* _DATASET RECORDS_
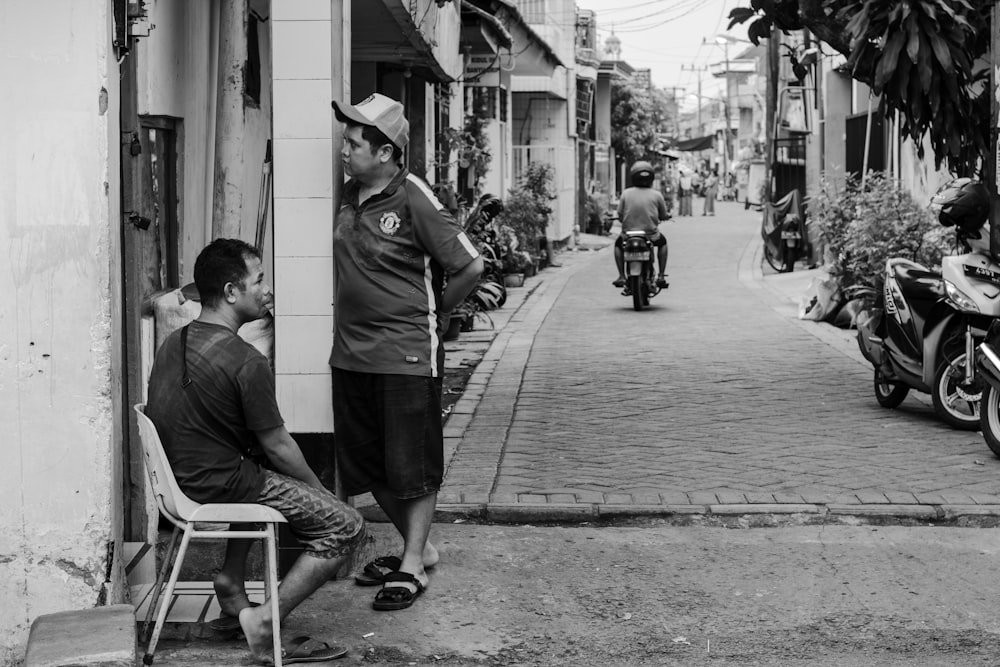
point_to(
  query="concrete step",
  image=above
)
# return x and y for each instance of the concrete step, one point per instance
(102, 636)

* _WHAT THE TASK ASKS_
Rewrite the entries above, putting "stone" wherever "concrete" appears and leaving everything else as it is. Leave out the pictures.

* _SOLUTION FOR THIS EXERCISE_
point_to(
  query="stone step",
  image=above
)
# return x and y for each instance of the stone step, one point per instance
(102, 636)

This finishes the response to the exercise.